## Task directions
How many lines in the records below contain the word "wooden"? Reply with the number alone.

## Records to use
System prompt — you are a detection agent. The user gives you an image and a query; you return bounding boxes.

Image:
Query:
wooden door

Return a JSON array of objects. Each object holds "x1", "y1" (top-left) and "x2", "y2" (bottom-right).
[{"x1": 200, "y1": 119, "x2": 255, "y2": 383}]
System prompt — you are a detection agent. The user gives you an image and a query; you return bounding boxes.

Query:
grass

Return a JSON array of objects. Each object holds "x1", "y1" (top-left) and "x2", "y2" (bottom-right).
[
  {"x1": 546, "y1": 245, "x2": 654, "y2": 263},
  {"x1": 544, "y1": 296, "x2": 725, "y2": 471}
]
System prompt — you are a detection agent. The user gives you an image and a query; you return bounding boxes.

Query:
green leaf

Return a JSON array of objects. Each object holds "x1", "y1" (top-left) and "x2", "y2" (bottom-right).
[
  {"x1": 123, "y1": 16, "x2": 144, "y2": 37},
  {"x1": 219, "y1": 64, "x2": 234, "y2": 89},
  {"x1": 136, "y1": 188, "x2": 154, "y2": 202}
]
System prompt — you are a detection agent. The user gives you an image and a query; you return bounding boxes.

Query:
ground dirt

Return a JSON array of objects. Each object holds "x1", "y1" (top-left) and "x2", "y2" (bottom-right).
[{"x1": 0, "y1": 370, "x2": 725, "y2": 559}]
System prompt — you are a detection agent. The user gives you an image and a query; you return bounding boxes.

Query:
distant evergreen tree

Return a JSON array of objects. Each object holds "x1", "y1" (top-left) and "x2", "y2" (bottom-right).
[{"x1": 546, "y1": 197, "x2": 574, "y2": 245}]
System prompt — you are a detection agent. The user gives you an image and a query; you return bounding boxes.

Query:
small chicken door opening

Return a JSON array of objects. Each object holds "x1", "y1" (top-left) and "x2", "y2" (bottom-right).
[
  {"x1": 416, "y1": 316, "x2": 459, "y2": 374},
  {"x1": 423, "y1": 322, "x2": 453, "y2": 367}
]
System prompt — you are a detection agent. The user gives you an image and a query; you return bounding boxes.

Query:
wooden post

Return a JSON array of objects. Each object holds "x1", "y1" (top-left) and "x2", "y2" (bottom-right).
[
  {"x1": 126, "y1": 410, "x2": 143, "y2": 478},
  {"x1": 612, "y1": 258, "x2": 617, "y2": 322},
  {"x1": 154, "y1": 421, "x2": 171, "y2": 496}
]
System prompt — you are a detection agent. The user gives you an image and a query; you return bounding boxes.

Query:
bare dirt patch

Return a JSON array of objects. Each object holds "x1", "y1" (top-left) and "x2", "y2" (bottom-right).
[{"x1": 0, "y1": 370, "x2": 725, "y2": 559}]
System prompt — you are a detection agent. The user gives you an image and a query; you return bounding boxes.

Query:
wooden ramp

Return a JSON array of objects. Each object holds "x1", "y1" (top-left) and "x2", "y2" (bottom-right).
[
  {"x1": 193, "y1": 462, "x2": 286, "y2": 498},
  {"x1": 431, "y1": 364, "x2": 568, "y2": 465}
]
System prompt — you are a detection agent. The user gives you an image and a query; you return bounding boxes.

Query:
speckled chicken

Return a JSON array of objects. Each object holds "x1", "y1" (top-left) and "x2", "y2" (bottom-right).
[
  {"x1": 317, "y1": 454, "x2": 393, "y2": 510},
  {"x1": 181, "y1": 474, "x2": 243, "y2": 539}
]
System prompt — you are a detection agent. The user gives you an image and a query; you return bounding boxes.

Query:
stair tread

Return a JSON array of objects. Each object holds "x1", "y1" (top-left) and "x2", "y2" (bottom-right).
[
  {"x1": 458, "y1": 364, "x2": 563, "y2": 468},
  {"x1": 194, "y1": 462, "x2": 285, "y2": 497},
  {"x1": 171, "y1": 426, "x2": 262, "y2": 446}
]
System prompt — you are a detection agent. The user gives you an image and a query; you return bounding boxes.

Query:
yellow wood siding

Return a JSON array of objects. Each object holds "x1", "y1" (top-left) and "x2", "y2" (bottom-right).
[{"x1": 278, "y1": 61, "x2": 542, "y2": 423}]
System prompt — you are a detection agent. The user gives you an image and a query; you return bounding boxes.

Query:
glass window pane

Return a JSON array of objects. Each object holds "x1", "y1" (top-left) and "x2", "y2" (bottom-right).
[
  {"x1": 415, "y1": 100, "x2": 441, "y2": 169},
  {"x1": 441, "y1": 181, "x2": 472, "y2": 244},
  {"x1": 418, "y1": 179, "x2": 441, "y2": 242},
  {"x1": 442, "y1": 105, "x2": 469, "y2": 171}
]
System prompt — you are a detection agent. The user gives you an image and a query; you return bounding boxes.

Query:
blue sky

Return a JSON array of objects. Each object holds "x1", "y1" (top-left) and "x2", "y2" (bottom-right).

## Expected answer
3